-- PROBLEM TO SOLVE --
Starting at the line containing "If it's not too much trouble, could you box the suit" and ending at the line containing "[748,429,859,560]", give those lines again with "raised hand" replaced by "lifted hand" and everything else unchanged.

┄┄┄┄┄┄┄┄┄┄┄┄┄┄┄┄┄┄┄┄

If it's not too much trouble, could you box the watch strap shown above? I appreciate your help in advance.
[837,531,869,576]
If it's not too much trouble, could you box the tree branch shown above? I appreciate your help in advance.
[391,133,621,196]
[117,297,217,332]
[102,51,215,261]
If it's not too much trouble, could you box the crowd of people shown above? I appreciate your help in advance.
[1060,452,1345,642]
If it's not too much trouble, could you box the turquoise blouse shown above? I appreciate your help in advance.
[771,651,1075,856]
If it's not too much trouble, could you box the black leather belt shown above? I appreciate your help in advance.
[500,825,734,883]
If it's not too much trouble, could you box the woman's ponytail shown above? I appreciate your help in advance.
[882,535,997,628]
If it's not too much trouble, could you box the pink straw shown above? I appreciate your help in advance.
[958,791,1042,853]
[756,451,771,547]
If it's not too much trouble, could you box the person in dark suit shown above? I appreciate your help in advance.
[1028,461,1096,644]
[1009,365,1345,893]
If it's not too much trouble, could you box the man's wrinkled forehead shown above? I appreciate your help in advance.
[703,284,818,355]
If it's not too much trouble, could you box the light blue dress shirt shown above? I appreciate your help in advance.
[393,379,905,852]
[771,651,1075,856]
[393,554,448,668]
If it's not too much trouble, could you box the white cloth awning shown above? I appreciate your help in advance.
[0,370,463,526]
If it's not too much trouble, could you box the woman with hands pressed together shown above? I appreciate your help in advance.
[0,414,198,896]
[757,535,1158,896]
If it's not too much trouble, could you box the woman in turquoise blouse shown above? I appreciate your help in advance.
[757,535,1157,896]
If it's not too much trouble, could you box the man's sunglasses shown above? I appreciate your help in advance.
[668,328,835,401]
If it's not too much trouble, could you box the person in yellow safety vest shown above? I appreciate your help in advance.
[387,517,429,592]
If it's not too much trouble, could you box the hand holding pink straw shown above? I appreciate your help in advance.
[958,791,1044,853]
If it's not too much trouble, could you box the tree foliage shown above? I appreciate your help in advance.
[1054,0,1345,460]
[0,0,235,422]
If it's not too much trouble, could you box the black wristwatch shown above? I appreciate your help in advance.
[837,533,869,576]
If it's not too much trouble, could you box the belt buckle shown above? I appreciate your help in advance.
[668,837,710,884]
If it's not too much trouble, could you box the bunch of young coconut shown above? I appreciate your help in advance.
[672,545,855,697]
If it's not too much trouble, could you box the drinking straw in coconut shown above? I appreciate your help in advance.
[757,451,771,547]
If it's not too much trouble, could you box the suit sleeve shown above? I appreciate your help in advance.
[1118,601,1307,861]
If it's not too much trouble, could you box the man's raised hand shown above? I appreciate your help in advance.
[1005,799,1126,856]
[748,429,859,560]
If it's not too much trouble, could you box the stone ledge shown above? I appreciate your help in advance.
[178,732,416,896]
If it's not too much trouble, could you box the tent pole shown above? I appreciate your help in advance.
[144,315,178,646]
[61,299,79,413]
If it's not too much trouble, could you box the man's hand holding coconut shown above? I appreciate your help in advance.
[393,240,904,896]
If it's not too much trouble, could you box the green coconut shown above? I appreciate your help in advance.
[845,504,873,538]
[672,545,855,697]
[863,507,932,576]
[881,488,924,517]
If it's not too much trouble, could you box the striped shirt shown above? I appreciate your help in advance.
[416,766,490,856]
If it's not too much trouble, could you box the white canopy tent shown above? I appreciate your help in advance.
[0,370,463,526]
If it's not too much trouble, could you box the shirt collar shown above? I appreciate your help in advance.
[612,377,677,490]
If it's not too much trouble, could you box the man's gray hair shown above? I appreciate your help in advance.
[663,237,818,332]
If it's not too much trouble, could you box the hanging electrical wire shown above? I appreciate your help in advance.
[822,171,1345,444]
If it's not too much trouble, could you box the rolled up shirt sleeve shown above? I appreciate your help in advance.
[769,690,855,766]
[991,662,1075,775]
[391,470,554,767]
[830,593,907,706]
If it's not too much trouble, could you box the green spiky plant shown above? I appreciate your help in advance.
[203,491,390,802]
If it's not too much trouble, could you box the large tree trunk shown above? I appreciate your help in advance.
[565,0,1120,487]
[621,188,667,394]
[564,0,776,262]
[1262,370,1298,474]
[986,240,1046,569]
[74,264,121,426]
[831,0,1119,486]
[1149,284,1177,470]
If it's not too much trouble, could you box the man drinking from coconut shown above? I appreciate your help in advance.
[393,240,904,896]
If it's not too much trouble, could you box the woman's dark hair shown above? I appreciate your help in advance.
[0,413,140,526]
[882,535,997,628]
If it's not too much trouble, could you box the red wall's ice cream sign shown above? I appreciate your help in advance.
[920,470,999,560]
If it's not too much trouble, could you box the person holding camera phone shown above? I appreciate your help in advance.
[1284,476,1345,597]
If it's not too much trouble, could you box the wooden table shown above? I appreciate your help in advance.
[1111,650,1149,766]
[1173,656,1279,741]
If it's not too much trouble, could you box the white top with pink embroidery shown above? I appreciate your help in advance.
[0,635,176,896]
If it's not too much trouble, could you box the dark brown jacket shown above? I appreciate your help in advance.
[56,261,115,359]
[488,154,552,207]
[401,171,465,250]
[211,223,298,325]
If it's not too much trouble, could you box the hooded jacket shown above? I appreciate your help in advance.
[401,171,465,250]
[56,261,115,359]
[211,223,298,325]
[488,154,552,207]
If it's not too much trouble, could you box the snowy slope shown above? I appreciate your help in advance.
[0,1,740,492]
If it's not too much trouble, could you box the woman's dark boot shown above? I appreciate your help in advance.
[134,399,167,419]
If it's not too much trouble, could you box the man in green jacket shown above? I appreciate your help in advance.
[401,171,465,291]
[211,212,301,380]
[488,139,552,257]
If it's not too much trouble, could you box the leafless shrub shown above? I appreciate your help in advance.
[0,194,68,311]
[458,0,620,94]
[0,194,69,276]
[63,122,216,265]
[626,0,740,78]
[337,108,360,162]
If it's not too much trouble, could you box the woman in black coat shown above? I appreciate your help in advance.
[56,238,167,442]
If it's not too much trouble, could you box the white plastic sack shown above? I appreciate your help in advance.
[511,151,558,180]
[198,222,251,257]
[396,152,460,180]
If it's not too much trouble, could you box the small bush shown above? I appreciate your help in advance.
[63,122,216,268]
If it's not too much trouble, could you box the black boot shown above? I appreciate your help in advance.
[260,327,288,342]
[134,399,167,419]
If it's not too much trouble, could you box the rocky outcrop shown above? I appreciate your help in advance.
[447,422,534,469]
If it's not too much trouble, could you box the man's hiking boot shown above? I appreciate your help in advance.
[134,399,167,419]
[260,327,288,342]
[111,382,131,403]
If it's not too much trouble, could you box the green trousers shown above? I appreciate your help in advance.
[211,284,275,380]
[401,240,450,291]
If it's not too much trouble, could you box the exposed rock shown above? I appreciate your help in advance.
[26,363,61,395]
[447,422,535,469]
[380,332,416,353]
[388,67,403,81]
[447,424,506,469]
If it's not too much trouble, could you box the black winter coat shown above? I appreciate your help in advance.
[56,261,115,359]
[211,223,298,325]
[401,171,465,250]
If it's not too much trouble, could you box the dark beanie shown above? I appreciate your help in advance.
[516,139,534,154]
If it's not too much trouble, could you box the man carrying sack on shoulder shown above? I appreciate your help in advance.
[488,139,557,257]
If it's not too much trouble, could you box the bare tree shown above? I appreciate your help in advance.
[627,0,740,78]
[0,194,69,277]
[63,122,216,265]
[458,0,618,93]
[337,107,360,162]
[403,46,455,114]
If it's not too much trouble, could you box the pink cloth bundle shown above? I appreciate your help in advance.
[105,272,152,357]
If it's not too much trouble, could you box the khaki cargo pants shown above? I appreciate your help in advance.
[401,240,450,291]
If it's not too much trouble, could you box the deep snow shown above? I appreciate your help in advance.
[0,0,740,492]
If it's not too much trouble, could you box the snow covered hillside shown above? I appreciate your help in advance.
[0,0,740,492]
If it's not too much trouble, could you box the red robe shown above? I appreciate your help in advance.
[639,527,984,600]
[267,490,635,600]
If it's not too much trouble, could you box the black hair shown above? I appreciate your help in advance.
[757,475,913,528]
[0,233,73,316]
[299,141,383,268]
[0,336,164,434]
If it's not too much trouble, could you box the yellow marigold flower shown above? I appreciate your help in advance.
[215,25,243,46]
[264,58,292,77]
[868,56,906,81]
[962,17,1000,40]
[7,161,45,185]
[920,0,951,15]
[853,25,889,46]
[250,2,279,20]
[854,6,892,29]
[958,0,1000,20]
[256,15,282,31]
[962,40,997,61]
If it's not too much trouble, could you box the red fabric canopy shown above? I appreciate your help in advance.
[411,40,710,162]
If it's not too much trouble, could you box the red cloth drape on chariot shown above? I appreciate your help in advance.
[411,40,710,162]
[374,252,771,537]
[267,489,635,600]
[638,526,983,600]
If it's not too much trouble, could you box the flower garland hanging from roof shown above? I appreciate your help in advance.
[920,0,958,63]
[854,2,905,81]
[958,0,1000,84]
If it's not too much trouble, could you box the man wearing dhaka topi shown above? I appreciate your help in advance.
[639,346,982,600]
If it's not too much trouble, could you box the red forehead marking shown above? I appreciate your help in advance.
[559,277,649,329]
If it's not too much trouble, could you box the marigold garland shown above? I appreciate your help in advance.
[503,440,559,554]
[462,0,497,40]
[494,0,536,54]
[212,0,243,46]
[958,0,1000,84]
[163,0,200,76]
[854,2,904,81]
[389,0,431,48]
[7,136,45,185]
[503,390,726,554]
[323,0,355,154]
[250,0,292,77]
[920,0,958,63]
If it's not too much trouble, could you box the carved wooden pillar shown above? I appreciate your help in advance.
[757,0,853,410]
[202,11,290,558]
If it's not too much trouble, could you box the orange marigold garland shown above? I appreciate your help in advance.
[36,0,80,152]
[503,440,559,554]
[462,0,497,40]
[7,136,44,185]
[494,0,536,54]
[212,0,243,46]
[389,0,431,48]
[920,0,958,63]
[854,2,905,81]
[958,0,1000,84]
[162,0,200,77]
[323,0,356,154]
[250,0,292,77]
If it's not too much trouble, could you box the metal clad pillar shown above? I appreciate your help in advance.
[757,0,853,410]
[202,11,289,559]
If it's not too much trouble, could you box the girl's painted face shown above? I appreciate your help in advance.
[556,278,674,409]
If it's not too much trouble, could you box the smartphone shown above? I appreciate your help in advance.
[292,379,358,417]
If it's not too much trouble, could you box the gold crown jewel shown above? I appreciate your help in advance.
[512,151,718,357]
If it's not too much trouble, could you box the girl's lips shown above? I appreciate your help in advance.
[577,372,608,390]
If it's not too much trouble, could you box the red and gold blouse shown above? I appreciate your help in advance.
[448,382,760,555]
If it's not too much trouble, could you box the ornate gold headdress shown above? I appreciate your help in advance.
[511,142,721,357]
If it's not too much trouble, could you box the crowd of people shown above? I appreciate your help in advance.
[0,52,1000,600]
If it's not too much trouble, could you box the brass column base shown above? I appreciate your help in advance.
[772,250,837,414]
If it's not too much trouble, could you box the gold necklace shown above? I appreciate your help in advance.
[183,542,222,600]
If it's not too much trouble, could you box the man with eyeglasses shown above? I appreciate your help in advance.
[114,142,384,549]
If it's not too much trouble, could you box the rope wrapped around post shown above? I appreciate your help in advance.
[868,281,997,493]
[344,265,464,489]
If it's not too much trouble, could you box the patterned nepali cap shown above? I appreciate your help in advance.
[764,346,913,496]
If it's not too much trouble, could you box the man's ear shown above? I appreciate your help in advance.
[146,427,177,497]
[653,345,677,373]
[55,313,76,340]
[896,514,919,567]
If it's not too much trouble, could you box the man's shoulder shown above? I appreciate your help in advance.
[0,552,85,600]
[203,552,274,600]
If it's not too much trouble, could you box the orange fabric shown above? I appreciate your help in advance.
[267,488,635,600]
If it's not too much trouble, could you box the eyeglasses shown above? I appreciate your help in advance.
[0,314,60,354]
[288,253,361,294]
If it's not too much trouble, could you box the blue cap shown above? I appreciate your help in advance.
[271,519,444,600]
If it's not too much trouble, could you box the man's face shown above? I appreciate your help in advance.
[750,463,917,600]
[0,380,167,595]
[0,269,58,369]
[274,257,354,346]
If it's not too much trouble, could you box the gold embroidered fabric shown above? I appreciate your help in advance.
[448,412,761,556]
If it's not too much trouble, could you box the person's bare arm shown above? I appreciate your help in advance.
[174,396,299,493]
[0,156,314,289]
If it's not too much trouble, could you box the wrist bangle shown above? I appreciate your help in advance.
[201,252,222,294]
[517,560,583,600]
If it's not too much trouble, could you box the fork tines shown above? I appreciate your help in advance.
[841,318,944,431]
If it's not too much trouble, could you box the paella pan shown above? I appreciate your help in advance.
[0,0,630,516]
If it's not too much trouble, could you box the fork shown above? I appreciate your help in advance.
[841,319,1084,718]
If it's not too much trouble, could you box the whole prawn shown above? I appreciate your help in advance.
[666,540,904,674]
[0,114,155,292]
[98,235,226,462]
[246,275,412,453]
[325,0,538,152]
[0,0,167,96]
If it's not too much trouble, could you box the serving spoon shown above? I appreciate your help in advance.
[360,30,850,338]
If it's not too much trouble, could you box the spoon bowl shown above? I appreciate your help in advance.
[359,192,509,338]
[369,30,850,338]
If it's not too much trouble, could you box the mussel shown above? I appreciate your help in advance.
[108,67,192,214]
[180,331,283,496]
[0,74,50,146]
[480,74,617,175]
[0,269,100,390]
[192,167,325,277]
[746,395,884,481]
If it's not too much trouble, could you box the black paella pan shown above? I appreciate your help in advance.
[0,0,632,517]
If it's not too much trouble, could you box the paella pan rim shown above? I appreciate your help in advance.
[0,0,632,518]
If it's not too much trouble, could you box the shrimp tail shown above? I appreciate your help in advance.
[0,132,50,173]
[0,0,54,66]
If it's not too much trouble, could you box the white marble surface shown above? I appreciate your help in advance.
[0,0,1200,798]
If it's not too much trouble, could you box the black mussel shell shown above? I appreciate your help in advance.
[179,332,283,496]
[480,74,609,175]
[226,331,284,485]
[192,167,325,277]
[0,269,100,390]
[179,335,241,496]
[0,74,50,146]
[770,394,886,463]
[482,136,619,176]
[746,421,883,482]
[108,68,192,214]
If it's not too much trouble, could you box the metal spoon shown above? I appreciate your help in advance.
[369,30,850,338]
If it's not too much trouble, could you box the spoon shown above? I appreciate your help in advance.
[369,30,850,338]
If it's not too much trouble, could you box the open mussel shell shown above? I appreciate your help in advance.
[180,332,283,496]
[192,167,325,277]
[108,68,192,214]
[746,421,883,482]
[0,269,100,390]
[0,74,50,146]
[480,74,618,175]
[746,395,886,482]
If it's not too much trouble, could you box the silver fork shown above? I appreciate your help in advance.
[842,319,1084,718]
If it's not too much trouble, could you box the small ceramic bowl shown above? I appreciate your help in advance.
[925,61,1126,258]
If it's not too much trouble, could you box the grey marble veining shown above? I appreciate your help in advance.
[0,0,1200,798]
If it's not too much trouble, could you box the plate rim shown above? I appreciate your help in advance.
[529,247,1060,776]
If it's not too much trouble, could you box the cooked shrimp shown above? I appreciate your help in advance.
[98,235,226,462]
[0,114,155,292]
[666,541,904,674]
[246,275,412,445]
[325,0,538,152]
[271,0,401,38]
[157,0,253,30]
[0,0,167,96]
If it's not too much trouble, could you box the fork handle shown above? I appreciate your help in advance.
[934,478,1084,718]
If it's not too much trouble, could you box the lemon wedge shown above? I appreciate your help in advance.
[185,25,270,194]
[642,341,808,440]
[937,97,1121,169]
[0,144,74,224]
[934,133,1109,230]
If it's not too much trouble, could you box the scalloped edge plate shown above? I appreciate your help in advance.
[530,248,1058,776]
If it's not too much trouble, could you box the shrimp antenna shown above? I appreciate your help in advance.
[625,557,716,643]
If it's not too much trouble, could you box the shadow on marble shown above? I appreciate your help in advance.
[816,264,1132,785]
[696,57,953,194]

┄┄┄┄┄┄┄┄┄┄┄┄┄┄┄┄┄┄┄┄

-- RESPONSE TO THIS TASK --
If it's not too much trouble, could you box the suit sleeve shown above? I appreciate your help in advance.
[1118,601,1307,861]
If it's not too much trouble, could you box the man's lifted hand shown above? I appreciate your help in advance.
[1005,799,1126,856]
[748,429,859,560]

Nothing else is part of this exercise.